PAGE
* * * *
UC-Berkeley seems to have an athletics problem that goes beyond swimming* and budget issues. From the San Francisco Chronicle last week:
UC Berkeley fired women’s head swim coach Teri McKeever on Jan. 31 after an independent investigation upheld claims that she bullied student-athletes for years — some so badly that they considered suicide. The outcome rekindles unanswered questions about verbal and emotional abuse allegations against another Cal sports leader: women’s head soccer coach Neil McGuire.
Since 2016, at least nine women and several parents have complained about McGuire — in person, in writing, by phone, in a lawsuit and in a KTVU expose called “Surviving the Game” — to more than a dozen officials at UC Berkeley and the University of California president’s office. All have accused the coach of abusive conduct. Their allegations include berating, mocking, excluding, body-shaming and punishing them. One player reported that she had considered suicide as a result.
* * * *
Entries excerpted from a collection

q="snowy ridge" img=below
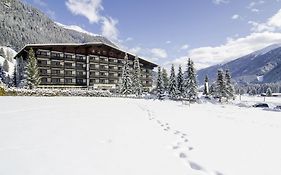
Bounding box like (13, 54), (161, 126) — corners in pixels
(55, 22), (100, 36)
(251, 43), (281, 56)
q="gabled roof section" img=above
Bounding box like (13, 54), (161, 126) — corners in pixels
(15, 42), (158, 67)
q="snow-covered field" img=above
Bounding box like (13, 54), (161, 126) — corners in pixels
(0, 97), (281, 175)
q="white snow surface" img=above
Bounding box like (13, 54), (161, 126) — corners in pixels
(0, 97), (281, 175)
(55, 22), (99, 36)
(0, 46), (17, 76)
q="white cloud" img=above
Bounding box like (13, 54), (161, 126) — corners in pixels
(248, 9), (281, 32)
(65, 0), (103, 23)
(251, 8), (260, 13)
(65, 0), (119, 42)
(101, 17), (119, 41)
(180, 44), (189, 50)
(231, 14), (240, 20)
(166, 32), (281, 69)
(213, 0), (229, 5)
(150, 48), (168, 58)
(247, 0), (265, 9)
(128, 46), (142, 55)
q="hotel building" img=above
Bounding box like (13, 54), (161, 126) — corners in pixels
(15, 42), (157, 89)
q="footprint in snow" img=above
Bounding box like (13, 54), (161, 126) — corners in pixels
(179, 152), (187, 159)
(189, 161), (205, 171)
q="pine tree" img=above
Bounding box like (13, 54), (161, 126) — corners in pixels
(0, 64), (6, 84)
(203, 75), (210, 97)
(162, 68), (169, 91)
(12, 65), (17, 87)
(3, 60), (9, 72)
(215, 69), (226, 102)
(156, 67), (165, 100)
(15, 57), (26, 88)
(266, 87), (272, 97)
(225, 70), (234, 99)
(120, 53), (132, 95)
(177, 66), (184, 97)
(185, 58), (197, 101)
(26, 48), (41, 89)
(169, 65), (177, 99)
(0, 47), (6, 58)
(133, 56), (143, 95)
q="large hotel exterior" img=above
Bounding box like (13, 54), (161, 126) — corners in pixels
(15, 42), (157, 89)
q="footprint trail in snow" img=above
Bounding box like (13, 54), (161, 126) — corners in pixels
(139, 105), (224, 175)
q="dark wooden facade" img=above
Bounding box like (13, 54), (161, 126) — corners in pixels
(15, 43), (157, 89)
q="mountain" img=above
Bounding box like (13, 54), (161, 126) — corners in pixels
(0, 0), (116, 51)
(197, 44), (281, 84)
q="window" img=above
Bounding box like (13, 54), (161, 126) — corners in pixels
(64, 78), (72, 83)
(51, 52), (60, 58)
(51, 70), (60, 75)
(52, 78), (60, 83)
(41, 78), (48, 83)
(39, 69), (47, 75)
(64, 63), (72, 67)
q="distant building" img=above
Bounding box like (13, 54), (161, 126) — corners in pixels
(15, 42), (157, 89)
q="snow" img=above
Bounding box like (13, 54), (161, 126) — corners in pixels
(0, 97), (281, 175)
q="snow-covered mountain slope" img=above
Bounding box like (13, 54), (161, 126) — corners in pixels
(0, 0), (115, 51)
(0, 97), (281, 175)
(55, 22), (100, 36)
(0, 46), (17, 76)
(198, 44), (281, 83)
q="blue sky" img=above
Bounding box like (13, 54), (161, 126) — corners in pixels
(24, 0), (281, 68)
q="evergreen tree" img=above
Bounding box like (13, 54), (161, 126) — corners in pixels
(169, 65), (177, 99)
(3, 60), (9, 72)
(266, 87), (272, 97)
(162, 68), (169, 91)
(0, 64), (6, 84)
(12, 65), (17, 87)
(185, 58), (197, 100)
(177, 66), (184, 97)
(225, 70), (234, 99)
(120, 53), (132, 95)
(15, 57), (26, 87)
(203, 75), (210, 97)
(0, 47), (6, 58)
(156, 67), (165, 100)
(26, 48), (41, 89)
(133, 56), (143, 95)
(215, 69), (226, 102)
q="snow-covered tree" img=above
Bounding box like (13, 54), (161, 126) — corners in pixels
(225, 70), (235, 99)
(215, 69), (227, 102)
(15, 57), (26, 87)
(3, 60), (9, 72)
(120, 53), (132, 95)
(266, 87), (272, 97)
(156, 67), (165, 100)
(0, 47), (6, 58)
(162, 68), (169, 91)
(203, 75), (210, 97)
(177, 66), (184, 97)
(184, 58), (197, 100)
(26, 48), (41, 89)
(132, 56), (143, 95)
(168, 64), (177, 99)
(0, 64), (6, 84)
* * * *
TASKS TO CARRY OUT
A - According to the Berkeley athletics excerpt, on what date was Teri McKeever fired?
B - List every means by which the Berkeley athletics excerpt says complaints about Neil McGuire were made.
C - Continue the Berkeley athletics excerpt from its final sentence.
None of the entries are needed for this work.

RESPONSES IN ORDER
A - Jan. 31

B -
- In person
- In writing
- By phone
- In a lawsuit
- In a KTVU expose called "Surviving the Game"

C -
The student-athletes say they don’t believe campus administrators followed their own anti-bullying policy in handling their complaints, and they question the basis on which the athletics department concluded that one former player’s allegations against McGuire in September 2018 were “not validated.” McGuire, women’s head soccer coach since 2007, declined to comment. UC Berkeley administrators, citing employee privacy, declined to discuss the allegations, the coach or whether they fully adhered to their anti-bullying policy. Last year, the campus renewed McGuire’s contract through January 2026 and raised his annual base salary by 17%, to $180,000.
Asked whether UC Berkeley had properly investigated the claims, spokesperson Dan Mogulof said: “When the current leadership of Cal Athletics is made aware of allegations that policies have been violated, or of complaints about employee behavior, they respond as a department, when appropriate, or refer the matter to appropriate campus investigative offices, when required.” Cal athletic director Jim Knowlton told one student’s mother — who also complained on behalf of her daughter — that a review found nothing to justify her allegations, according to an email from Knowlton reviewed by The Chronicle. The UC system president’s office told The Chronicle it had looked at how the campus handled the parent’s allegations and found no problem.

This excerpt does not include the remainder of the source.